> Problem statement: Which lines below contain the string "vegetation"? Copy each of them in full, and treat case as significant.

_ _ _ _ _

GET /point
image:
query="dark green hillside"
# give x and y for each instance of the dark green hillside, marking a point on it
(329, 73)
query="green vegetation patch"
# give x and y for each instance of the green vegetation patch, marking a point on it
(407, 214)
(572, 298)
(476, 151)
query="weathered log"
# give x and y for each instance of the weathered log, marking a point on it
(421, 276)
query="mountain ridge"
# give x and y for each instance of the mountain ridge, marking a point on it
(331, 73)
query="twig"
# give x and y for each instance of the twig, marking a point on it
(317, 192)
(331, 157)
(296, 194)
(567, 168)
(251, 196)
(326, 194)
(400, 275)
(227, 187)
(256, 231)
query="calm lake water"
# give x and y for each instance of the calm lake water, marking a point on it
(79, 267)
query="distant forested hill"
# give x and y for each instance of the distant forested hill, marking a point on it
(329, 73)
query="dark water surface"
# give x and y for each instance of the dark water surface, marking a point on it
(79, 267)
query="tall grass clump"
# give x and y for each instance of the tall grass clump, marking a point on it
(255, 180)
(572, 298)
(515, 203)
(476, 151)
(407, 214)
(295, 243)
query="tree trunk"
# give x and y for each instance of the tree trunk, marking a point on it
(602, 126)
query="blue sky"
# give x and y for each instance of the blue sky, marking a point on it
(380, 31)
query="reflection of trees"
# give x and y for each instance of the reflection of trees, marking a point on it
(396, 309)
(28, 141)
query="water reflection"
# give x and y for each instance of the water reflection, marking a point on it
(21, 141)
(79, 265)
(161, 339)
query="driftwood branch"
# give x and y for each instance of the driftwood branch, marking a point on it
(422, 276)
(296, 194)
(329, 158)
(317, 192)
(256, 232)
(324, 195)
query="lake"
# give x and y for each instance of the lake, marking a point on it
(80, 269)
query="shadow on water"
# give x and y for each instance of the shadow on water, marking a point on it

_ _ _ _ _

> Exercise output:
query="green vegetation patch"
# give x and y for each instance of the green vegetation patch, marking a point on it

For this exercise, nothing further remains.